● **Text block**
__________

Subtask 3.3. Development of graph-based methods for finding missing elements and duplicates
We will develop graph-based properties for dealing with missing elements and duplicates. Consider, for instance, two arguments x and y that have the same attackers except that y is also attacked by z; suppose also that x and y attack exactly the same arguments. We might want to check whether z also attacks x. This might not be the case, so the system will not add those attacks automatically, but ask the users that put forward the arguments attacking x and y to consider this question.
Bibliography:
[Vorakitphan et al., 2021]: Vorakit Vorakitphan, Elena Cabrio, and Serena Villata. "Don’t discuss": Investigating semantic and argu- mentative features for supervised propagandist message detection and classification. In Proceedings of the International Conference on Recent Advances in Natural Language Processing (RANLP 2021), Held Online, 1-3September, 2021, pages 1498–1507, 2021. URL https://aclanthology.org/2021.ranlp-1.168.
[Cabrio and Villata, 2018]: Elena Cabrio and Serena Villata. Five years of argument mining: a data-driven analysis. In IJCAI, pages 5427–5433, 2018. URL https://www.ijcai.org/proceedings/2018/766.
[Haddadan et al., 2019b]: Shohreh Haddadan, Elena Cabrio, and Serena Villata. Disputool - A tool for the argumentative analysis of political debates. In Proceedings of the Twenty-Eighth International Joint Conference on Artificial Intelligence, IJCAI 2019, Macao, China, August 10-16, 2019, pages 6524–6526, 2019b. doi: 10.24963/ijcai.2019/944. URL https://doi.org/10.24963/ijcai.2019/944.

__________

● **Extracted material**
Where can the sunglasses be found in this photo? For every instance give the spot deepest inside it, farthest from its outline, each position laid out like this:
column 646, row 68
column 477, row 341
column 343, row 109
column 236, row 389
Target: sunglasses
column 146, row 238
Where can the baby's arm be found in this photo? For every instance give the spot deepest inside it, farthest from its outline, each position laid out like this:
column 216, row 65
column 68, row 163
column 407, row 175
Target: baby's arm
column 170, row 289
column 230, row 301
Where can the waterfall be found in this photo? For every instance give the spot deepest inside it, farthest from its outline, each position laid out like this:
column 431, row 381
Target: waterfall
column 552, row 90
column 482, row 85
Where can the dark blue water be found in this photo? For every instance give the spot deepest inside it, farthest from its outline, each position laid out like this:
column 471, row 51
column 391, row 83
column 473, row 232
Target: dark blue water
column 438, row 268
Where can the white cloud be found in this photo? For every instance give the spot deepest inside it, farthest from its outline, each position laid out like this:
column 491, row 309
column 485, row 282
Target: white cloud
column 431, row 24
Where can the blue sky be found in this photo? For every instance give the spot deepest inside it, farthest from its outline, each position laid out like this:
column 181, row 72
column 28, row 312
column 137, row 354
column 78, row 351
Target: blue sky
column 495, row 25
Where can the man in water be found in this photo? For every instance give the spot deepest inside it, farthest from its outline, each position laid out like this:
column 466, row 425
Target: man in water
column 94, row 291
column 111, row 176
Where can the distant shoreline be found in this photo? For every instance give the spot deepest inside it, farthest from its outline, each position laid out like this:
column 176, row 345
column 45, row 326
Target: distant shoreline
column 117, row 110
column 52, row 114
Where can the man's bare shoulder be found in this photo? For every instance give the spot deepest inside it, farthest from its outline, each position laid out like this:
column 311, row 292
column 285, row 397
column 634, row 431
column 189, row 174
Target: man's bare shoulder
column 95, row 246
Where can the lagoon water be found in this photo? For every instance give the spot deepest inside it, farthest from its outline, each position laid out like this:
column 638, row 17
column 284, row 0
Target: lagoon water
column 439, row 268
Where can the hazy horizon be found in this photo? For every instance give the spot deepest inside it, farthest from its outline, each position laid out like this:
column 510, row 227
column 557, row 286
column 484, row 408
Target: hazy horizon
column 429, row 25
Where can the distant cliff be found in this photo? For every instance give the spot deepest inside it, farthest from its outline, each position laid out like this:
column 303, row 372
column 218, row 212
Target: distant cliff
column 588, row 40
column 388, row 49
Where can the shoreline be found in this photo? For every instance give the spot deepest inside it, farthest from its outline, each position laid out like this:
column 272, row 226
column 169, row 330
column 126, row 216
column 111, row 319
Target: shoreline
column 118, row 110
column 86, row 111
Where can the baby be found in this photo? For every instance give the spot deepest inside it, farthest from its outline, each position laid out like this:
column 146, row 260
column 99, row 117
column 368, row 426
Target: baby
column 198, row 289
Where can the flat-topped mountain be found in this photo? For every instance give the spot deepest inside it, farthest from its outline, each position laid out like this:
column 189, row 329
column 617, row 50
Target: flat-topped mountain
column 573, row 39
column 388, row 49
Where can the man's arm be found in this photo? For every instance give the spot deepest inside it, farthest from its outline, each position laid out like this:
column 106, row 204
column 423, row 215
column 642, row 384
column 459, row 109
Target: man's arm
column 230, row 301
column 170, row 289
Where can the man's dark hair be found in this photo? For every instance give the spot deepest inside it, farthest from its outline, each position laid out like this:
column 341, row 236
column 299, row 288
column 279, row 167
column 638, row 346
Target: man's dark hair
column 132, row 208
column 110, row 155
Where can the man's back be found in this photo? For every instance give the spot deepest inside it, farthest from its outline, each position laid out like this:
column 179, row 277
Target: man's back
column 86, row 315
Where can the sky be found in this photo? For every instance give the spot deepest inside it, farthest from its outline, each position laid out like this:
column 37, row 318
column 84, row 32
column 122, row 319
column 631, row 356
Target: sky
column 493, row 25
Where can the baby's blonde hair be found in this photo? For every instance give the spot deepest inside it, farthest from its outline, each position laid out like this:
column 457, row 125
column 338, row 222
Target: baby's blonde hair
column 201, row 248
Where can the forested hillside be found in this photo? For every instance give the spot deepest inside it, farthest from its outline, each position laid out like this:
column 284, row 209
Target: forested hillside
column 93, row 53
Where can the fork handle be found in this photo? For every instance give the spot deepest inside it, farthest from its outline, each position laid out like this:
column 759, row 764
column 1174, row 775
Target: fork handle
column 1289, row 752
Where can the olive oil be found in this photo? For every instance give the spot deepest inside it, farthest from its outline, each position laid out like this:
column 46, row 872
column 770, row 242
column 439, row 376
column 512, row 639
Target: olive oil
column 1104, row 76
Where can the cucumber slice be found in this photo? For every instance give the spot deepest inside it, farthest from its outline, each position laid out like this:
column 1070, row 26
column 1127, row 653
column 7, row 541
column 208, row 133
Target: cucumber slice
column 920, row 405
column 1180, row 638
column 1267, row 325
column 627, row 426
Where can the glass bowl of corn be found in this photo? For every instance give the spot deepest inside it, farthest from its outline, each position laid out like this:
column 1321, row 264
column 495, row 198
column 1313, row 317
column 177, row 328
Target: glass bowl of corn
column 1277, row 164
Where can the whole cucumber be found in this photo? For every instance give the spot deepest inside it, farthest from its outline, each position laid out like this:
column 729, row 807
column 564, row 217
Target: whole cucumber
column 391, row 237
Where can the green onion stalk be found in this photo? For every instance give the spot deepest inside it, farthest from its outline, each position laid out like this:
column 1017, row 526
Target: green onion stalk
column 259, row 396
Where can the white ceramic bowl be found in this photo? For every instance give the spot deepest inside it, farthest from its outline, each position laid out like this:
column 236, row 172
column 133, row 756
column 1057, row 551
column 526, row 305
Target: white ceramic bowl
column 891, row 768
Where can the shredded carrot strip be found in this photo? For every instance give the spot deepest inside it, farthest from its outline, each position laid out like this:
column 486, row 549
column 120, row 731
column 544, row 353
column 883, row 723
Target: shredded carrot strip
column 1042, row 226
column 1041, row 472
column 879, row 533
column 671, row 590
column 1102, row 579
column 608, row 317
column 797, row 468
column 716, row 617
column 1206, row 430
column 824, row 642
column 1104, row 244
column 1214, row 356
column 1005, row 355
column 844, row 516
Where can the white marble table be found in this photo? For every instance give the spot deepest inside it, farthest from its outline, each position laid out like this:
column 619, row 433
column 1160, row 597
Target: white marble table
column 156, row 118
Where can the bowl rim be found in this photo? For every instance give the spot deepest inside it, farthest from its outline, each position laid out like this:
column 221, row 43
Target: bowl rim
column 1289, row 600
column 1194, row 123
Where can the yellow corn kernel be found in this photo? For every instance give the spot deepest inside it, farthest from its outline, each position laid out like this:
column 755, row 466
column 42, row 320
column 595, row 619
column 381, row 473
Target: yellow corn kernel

__________

● **Requirements**
1 > Write out the passage on graph-based methods, starting at "Subtask 3.3. Development" and ending at "consider this question.".
2 > Carry on with the text on graph-based methods for missing elements and duplicates from where it stops.
The records aren't needed for anything here.

● **Answers to the tasks**
1 >
Subtask 3.3. Development of graph-based methods for finding missing elements and duplicates
We will develop graph-based properties for dealing with missing elements and duplicates. Consider, for instance, two arguments x and y that have the same attackers except that y is also attacked by z; suppose also that x and y attack exactly the same arguments. We might want to check whether z also attacks x. This might not be the case, so the system will not add those attacks automatically, but ask the users that put forward the arguments attacking x and y to consider this question.

2 >
[Amgoud et al., 2018]: Leila Amgoud, Elise Bonzon, Jérôme Delobelle, Dragan Doder, Sébastien Konieczny, and Nicolas Maudet. Gradual semantics accounting for similarity between arguments. In International Conference on Principles of Knowledge Representation and Reasoning (KR 2018), pages 88–97. AAAI Press, 2018. URL https: //aaai.org/ocs/index.php/KR/KR18/paper/view/18077.
[Reimers et al., 2019]: Nils Reimers, Benjamin Schiller, Tilman Beck, Johannes Daxenberger, Christian Stab, and Iryna Gurevych. Classification and clustering of arguments with contextualized word embeddings. In ACL, pages 567–578, 2019. URL https://aclanthology.org/P19-1054/.
==========================================================================================================================================================
Work package 5: Implementation and evaluation of the platform
Leaders: Jean-Guy Mailly (LIPADE) and Srdjan Vesic (CRIL)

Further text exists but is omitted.